▸ TASKS TO CARRY OUT:
(1) In the essay on animal experiments, what do Van Luijk et al. say systematic reviews could prevent scientists from doing?
(2) Continue the essay on animal experiments from its last sentence.

▸ TEXT SEGMENT:
══════

Science is constantly developing, and new methods of research are being discovered on a daily basis. However, there are still some barbarian approaches used in laboratories that have no right to exist. Many research projects involve the use of animals as experimental material. Although the results of such a laboratory may bring answers to many questions in medicine, genetics, and other vital spheres, it is frequently a case that the treatment of such animals is inhumane and cruel.


The first issue to consider is the ethics of experiments based on animals. No one obtains the creatures’ consent to become the objects of research. Also, they are deprived of freedom and are subjected to pain and suffering (“Cruelty to Animals). When putting experiments on animals, scientists may go further than depriving them of freedom. Frequently, researchers may develop a disease in an animal to try a method of curing it (“Cruelty to Animals”). Another drastic fact about laboratory work is the issue of such animals’ end of life. In his article, Cressey examines the ways of getting rid of laboratory animals (130). The very existence of a variety of such methods sounds abominable. Cressey does mention that there is a need for finding “humane” methods for killing lab animals (130). However, the information presented in his study presupposes that too many animals are killed, and this fact is highly unethical.

The second major argument against using animals in research is that such studies tend to lead to financial losses because they are frequently ineffective. Scholars confess that the rate of positive findings of animal-based experiments is not as high as expected. Therefore, such studies cannot be considered as the most advantageous approach to finding ways of dealing with medical issues. Another proof of this argument is that there are not enough systematic reviews on animal-based studies, which leads to the unnecessary repetition of some experiments (Van Luijk et al. 256). According to Van Luijk et al., systematic reviews could prevent scientists from performing similar studies and thus eliminate the unnecessary pain and harm caused to animals (256). Without resolving the issue of wasted resources, animal-based experiments cannot be regarded as a useful contribution to research.

══════

▸ EXCERPTED RECORDS:
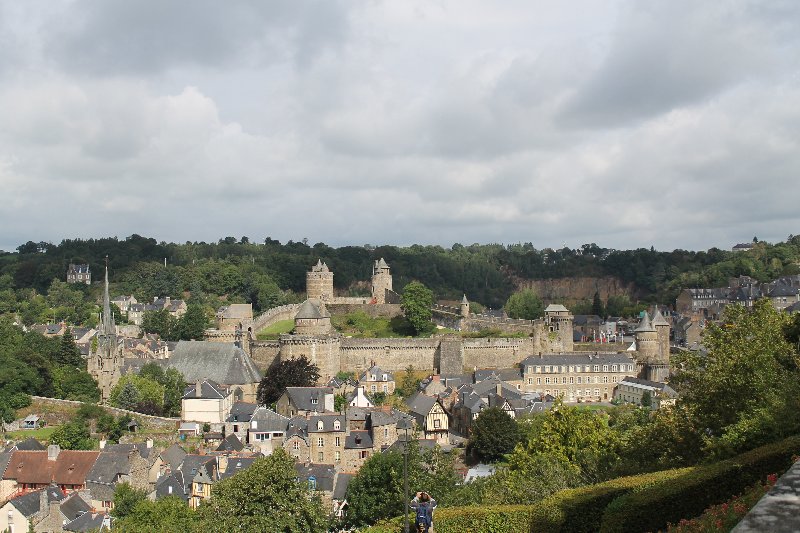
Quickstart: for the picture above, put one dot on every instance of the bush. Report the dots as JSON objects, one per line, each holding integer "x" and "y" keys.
{"x": 690, "y": 494}
{"x": 581, "y": 509}
{"x": 472, "y": 519}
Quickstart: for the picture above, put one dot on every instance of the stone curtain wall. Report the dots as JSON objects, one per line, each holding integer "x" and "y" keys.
{"x": 276, "y": 314}
{"x": 156, "y": 422}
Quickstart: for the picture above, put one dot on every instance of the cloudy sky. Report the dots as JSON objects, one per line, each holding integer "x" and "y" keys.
{"x": 636, "y": 123}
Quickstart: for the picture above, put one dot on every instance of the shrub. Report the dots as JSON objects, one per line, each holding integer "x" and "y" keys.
{"x": 581, "y": 509}
{"x": 690, "y": 494}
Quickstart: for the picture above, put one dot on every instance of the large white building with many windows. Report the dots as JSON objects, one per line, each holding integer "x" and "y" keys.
{"x": 576, "y": 376}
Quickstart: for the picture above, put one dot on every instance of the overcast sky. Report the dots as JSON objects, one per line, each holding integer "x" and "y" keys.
{"x": 674, "y": 124}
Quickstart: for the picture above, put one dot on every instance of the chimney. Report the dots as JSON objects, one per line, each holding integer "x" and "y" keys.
{"x": 52, "y": 452}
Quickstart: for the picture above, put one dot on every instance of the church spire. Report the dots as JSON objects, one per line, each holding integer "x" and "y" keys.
{"x": 108, "y": 316}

══════

▸ YOUR RESPONSES:
(1) Systematic reviews could prevent scientists from performing similar studies, which would eliminate unnecessary pain and harm to animals.

(2)
Probably the only positive thing about using animals in labs is that such experiments may bring benefits for people who suffer from incurable diseases. Due to a number of similarities between human and animal organisms, it is a common belief that the treatment approaches checked on animals will be useful for people. However, research indicates that this opinion is not completely true. Pound and Bracken remark that animal-based experiments have many limitations (g3387). Firstly, such research does not have the appropriate level of quality. Secondly, the validity of these experiments is not sufficient (Pound and Bracken g3387). Thus, it is not possible to justify animal-based research by its merit for humans.


Taking into consideration these arguments, it should be forbidden to use animals in experiments for research purposes. The use of animals is unethical, immoral, and not justified from the point of view of scientific value. The main arguments against animal-based studies are that they cause too much harm to animals and usually do not lead to significant benefits for humans. Thus, scientists should work on the development of less cruel and more efficient methods of research.

Works Cited

Cressey, Daniel. “Best Way to Kill Lab Animals Sought.” Nature, vol. 500, no. 7461, 2013, pp. 130-131.

PETA, n.d., Web.

Pound, Pandora, and Michael B. Bracken. “Is Animal Research Sufficiently Evidence Based to Be a Cornerstone of Biomedical Research?” BMJ, vol. 348, no. may30-1, 2014, pp. g3387-g3387.

Van Luijk, Judith, et al. “Towards Evidence-Based Translational Research: The Pros and Cons of Conducting Systematic Reviews of Animal Studies.” ALTEX-Alternatives to Animal Experimentation, vol. 30, no. 2, 2013, pp. 256-257.